What you should do -> Beginning with the line containing "Task: place a pin on each instance of the recessed" and ending with the last line of the records, set down every line exactly.

(Excerpts from point annotation data)
>>>>

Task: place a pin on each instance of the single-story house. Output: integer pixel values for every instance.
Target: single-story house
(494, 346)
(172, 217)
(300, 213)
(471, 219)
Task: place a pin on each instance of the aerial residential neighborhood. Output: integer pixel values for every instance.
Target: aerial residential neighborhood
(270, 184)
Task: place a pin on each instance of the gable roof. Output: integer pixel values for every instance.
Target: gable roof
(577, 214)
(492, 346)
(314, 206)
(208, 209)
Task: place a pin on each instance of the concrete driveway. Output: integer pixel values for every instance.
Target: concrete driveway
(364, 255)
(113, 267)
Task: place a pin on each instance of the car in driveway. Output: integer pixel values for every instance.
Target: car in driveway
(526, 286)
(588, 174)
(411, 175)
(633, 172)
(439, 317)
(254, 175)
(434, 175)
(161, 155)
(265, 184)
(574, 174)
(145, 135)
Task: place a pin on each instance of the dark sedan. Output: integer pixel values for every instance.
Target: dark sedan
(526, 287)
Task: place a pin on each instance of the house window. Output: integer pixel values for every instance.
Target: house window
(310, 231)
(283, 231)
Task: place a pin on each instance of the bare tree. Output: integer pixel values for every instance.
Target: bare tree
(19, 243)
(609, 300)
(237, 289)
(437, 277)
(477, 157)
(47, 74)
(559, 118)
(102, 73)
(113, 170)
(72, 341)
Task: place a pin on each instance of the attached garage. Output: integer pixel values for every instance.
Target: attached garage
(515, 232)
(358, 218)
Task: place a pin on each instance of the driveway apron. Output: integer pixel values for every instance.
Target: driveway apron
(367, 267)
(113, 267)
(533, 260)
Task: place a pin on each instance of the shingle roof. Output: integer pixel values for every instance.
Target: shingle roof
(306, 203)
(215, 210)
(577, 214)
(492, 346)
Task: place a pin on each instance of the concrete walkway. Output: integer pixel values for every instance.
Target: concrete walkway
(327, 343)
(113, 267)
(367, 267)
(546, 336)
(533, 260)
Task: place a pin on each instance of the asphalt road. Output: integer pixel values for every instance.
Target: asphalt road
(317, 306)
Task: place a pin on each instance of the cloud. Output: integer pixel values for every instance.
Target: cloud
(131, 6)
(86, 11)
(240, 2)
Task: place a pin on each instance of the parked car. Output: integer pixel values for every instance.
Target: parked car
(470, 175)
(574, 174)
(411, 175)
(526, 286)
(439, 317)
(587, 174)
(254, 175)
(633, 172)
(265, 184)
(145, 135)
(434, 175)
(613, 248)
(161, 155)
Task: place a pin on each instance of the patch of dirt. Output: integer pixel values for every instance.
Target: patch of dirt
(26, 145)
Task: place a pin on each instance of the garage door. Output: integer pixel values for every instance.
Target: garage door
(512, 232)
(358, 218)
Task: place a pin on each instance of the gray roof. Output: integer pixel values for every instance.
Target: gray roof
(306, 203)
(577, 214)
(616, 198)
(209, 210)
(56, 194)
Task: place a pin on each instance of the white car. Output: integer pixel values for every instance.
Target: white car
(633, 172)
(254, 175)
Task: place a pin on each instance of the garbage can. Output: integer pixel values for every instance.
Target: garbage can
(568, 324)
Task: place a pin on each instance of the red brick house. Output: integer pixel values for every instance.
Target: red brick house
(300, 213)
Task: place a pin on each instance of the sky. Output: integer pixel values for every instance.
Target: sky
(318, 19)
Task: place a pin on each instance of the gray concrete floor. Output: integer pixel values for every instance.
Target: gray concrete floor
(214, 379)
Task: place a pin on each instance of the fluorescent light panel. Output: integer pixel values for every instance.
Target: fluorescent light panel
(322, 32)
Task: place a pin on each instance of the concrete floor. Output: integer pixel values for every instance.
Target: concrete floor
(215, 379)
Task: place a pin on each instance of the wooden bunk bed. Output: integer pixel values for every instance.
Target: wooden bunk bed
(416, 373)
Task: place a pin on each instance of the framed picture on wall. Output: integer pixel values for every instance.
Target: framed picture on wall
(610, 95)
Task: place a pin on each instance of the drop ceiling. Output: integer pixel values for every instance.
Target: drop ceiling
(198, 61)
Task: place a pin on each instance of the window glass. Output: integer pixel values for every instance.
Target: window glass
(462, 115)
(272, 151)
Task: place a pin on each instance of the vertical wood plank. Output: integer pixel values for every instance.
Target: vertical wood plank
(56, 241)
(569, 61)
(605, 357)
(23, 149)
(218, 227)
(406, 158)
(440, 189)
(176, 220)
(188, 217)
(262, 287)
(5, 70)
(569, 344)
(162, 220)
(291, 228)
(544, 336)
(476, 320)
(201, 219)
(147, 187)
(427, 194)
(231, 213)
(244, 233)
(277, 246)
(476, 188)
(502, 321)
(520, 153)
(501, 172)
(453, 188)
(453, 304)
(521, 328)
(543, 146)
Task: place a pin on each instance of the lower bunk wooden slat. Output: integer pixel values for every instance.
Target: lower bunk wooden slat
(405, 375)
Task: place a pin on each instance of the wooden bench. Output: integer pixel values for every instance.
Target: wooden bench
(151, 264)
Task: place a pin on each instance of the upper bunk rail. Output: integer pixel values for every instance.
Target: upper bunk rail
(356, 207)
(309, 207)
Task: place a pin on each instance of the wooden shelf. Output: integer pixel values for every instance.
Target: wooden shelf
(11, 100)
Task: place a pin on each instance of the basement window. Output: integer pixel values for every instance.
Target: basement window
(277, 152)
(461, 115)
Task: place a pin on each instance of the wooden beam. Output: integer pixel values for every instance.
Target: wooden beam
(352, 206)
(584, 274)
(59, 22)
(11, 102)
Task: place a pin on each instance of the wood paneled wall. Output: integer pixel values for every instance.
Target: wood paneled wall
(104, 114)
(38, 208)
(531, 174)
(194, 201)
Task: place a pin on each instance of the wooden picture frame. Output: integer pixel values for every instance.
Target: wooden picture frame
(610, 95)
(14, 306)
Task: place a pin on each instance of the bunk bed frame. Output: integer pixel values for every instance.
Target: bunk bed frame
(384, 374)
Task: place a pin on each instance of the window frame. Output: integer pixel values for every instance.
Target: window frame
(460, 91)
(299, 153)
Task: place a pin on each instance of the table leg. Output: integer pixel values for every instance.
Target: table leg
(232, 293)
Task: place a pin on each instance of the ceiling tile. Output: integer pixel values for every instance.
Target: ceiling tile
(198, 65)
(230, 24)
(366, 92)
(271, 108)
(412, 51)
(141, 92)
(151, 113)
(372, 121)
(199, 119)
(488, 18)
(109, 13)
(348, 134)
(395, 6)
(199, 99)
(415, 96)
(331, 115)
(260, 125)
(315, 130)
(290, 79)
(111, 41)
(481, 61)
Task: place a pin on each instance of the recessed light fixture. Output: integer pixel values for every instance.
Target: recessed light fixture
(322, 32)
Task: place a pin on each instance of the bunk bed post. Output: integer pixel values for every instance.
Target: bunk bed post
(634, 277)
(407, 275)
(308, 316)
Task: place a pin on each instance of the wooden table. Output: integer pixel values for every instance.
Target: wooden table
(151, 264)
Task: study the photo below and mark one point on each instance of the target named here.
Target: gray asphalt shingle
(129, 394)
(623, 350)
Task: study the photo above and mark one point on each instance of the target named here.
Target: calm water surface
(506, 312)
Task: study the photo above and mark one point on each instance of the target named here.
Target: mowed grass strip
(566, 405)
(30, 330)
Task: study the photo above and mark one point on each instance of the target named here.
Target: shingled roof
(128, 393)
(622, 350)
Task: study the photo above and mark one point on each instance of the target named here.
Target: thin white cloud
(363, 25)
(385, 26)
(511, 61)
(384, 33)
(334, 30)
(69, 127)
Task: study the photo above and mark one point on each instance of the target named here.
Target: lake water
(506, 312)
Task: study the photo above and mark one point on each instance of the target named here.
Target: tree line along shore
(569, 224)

<<<<

Result ->
Task: place a pin on each instance of the recessed light fixture. Output: integer pixel values for every instance.
Target: recessed light fixture
(322, 32)
Task: place a pin on each instance of the bunk bed post. Output: integer pixel values for every instance.
Target: bunk bed post
(634, 277)
(407, 275)
(308, 316)
Task: place a pin on each instance of the wooden table. Output: integer pixel values for every instance.
Target: wooden table
(151, 264)
Task: study the photo below and mark one point on each instance of the target named here.
Target: gray asphalt shingle
(129, 394)
(623, 350)
Task: study the photo above and mark one point on each instance of the target named here.
Target: calm water surface
(506, 312)
Task: study the photo above and mark one point on each instance of the target named here.
Target: mowed grass strip
(566, 405)
(30, 330)
Task: study the photo above and mark one point on each instance of the target named here.
Target: shingled roof
(128, 393)
(622, 350)
Task: study the photo above and mark one point on each instance of the target named here.
Target: thin white cloud
(363, 25)
(385, 26)
(511, 61)
(384, 33)
(334, 30)
(69, 127)
Task: study the photo above and mark one point on each instance of the target named here.
Target: lake water
(506, 312)
Task: study the photo above and mark one point on each instance of the target named here.
Target: tree line along shore
(569, 224)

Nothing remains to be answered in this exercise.